■ PROMPT
Every record shown below should be duplicated exactly.

■ RECORD EXCERPTS
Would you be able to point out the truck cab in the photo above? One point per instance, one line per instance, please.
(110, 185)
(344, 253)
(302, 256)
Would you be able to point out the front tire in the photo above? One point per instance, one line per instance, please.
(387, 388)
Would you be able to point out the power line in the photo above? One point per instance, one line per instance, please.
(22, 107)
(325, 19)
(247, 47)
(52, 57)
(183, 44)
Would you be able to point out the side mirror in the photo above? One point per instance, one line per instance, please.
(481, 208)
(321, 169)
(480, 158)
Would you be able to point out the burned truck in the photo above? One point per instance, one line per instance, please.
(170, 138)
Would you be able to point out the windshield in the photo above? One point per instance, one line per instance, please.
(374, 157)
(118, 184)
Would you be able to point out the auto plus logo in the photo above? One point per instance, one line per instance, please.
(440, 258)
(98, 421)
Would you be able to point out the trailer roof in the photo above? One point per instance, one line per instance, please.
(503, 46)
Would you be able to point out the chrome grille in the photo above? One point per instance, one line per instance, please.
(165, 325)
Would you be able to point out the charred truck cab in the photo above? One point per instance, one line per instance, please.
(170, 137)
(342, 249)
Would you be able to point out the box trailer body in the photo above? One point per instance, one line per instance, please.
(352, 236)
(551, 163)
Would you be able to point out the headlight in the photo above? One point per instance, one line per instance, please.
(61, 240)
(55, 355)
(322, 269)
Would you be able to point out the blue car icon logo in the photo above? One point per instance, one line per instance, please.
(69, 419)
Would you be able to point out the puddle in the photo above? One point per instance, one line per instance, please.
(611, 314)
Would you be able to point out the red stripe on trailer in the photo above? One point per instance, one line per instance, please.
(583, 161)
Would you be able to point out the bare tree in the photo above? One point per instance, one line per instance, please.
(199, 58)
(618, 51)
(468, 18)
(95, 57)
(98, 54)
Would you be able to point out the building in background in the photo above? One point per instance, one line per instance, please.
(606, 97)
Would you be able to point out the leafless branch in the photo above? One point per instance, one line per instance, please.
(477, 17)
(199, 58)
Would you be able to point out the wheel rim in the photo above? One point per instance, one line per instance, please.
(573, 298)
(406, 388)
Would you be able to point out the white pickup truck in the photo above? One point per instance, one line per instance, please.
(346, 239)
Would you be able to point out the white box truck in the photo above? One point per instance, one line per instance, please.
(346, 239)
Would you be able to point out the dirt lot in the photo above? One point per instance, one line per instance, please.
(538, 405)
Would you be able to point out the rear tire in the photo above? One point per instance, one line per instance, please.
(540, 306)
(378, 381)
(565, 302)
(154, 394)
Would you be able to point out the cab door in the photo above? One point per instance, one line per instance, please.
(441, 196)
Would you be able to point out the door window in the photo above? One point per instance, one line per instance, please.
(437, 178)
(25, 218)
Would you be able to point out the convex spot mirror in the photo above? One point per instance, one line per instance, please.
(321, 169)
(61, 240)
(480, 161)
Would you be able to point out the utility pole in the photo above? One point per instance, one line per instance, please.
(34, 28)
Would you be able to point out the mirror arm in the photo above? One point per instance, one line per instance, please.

■ RESPONSE TO THE TASK
Would you be able to point out the truck cab in the photo above? One point per instance, one line per instance, please.
(110, 185)
(344, 253)
(302, 256)
Would you be able to point out the front tire in the photo above? One point per instance, one line per instance, please.
(387, 388)
Would you be able to point out the power line in the photo above? One point per instance, one line per instance, please.
(22, 107)
(325, 19)
(247, 47)
(52, 57)
(183, 44)
Would you be able to point out the side mirror in the photo above? One point per instance, one line per instance, please.
(481, 208)
(321, 169)
(480, 158)
Would you be able to point out the burned truck in the photo above? One point per instance, one line per instance, please.
(170, 138)
Would you be able to point out the windshield in the photo above? One point per instance, one line per instance, please.
(374, 157)
(118, 184)
Would you be able to point out the auto plus logo in the photo above? One point per instance, one line per instance, please.
(440, 258)
(98, 421)
Would you be able to point out the trailer roof in the photo above? One point per instance, one line per instance, please.
(503, 46)
Would you be able to point out the chrome grille in the photo above? One point per instance, one line per instance, please.
(165, 325)
Would you be able to point out the charred truck cab in the photo above? One point per instance, one line per instance, please.
(170, 137)
(342, 249)
Would you be able to point out the box trailer body in the photo above? One point per instance, one line per instance, please.
(352, 236)
(551, 163)
Would you be able to point out the headlight in the photo above? One point per instance, one line per instance, please.
(61, 240)
(55, 355)
(322, 269)
Would you be able to point out the blue car icon logo in the photo above? One point per instance, one line per instance, please.
(69, 419)
Would you be able to point out the puddle in the photo above? One point per instance, one line per instance, please.
(611, 314)
Would you be able to point out the red stripe on trailer in the photo above? One point per instance, one line per instance, please.
(583, 161)
Would you be able to point out the bare tree in the photo above? One point per instance, one line per instance, please.
(199, 58)
(618, 51)
(468, 18)
(95, 57)
(98, 54)
Would you be able to point out the building in background in the photo above? One point per instance, one line per instance, please.
(606, 97)
Would you be able to point out the leafless branch in the photo above? One point per instance, one line per instance, please.
(477, 17)
(199, 58)
Would you be able to point out the wheel rim in the photo above? One point per instance, one line per instance, please.
(573, 298)
(406, 388)
Would you be able to point out the white pickup truck in the photo above? One point per instance, one line per instance, please.
(346, 239)
Would you be able to point out the white box truck in the photo above? One point per instance, one line per instance, please.
(346, 239)
Would you be able to point out the dirt lot in the photo above? One point per instance, one line per instance, please.
(538, 405)
Would you be able to point out the rear tire in the photo above? One point per instance, one line per instance, please.
(540, 306)
(378, 381)
(565, 302)
(154, 394)
Would you be able to point out the cab door in the photo above? One point per instance, one line per instance, please.
(441, 196)
Would you be able to point out the door window in the photo above? One point per instance, one line per instance, please.
(437, 178)
(25, 218)
Would you be able to point out the convex spot mirror in the photo above? One point per instance, one line per instance, please.
(321, 169)
(61, 240)
(480, 161)
Would you be able to point out the utility pole in the photo above? One point per instance, one line per instance, please.
(34, 28)
Would you be able to point out the mirror arm in the photo above? One point per instance, one line per instance, please.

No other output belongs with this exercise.